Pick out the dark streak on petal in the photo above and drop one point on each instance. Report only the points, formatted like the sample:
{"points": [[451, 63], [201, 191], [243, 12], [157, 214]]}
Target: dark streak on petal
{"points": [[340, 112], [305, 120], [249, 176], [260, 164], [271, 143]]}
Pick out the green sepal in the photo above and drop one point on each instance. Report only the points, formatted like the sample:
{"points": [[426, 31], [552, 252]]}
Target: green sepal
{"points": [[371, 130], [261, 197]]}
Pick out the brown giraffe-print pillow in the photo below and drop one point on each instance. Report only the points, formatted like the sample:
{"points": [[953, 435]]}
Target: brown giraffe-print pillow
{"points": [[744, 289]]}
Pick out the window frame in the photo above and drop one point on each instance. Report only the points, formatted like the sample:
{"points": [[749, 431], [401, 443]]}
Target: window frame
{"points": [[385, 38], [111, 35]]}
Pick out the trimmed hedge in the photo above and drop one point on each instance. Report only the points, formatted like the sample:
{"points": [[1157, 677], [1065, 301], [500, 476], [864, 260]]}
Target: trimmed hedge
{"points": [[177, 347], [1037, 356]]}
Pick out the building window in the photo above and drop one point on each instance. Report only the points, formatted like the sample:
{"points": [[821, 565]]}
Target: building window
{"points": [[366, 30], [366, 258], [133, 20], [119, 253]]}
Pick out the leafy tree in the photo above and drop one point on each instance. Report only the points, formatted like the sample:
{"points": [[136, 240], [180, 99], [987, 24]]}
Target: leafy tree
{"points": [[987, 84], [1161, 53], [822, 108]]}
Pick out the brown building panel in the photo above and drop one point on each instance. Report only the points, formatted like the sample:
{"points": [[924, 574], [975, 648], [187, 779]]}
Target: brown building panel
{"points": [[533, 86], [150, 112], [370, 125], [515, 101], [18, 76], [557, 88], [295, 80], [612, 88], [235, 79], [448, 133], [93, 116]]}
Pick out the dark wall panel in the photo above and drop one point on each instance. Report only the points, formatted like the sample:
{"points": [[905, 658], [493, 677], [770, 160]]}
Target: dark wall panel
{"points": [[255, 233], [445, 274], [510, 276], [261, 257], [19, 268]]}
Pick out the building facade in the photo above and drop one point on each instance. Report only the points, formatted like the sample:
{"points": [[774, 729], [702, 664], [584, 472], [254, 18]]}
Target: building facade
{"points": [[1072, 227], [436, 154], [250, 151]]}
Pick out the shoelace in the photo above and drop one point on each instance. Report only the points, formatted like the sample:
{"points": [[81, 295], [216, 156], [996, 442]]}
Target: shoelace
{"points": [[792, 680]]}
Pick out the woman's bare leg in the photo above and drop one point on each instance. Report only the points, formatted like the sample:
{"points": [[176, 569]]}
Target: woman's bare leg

— GOAL —
Rewrite the listing above, putting "Locate" in place of every "Pick out" and leaving everything else unchanged.

— CORRECT RESULT —
Locate the dark streak on petal in the photo above and drop one point on each instance. Report only the points, formatted like the sample:
{"points": [[451, 63], [201, 191], [243, 12], [157, 214]]}
Target: dark streak on petal
{"points": [[340, 112], [305, 120], [249, 176], [260, 164], [271, 143]]}
Locate the green sepal in the photo above and drop one point on each instance. Report only the points, formatted like the sample:
{"points": [[426, 31], [552, 252]]}
Target: green sepal
{"points": [[371, 130], [261, 197]]}
Locate the brown giraffe-print pillow in the photo below and drop one point on each instance. Report only the points, formatted like the sample:
{"points": [[953, 435]]}
Target: brown giraffe-print pillow
{"points": [[744, 289]]}
Locate the window frame in the photo above and drop one point on each instance. Report only the points, formatted like the sample:
{"points": [[749, 431], [401, 443]]}
Target: window frame
{"points": [[385, 38], [111, 35]]}
Locate the trimmed hedge in the photo above and drop one point on each instance. Report only the points, formatted like the sample:
{"points": [[1157, 677], [1065, 301], [500, 476], [864, 260]]}
Target: trimmed hedge
{"points": [[177, 347], [1037, 356]]}
Locate the building window in the photo above and drop one point on each instance. Report only the points, formatted like the sample:
{"points": [[821, 565]]}
Target: building window
{"points": [[366, 30], [366, 258], [133, 20], [119, 253]]}
Locate the leafy tree in the photo above and drop one point on each instance. Report only the points, formatted like the sample:
{"points": [[136, 240], [180, 99], [987, 24]]}
Target: leafy tree
{"points": [[987, 84], [1161, 53], [822, 108]]}
Locate the brown building panel in the photo above and drop one point on each instance. Report only the points, formatted like the sample:
{"points": [[924, 574], [975, 648], [187, 779]]}
Target: brown building panel
{"points": [[533, 86], [150, 112], [370, 125], [515, 101], [18, 76], [557, 88], [295, 80], [612, 88], [235, 79], [448, 133], [93, 116]]}
Locate the dark wall panel in the photo above and drop one point on each instance. Report only the points, formatted like the sample:
{"points": [[905, 658], [493, 677], [770, 160]]}
Target: dark wall panel
{"points": [[255, 233], [445, 274], [510, 276], [261, 257], [19, 268]]}
Locate the building facade in the photo above and drop one point on each instance. Report only the points, formatted like the sample:
{"points": [[774, 729], [702, 664], [584, 472], [254, 18]]}
Target: building facade
{"points": [[1072, 227], [436, 154], [250, 151]]}
Locate the shoelace in the photo above and drop one point on each instance. Report only the points, formatted like the sample:
{"points": [[81, 295], [216, 156], [996, 442]]}
Target: shoelace
{"points": [[792, 680]]}
Locate the woman's bare leg in the photo above and drop one point on each instance. Report only the points, formatted like the sample:
{"points": [[176, 569]]}
Target: woman's bare leg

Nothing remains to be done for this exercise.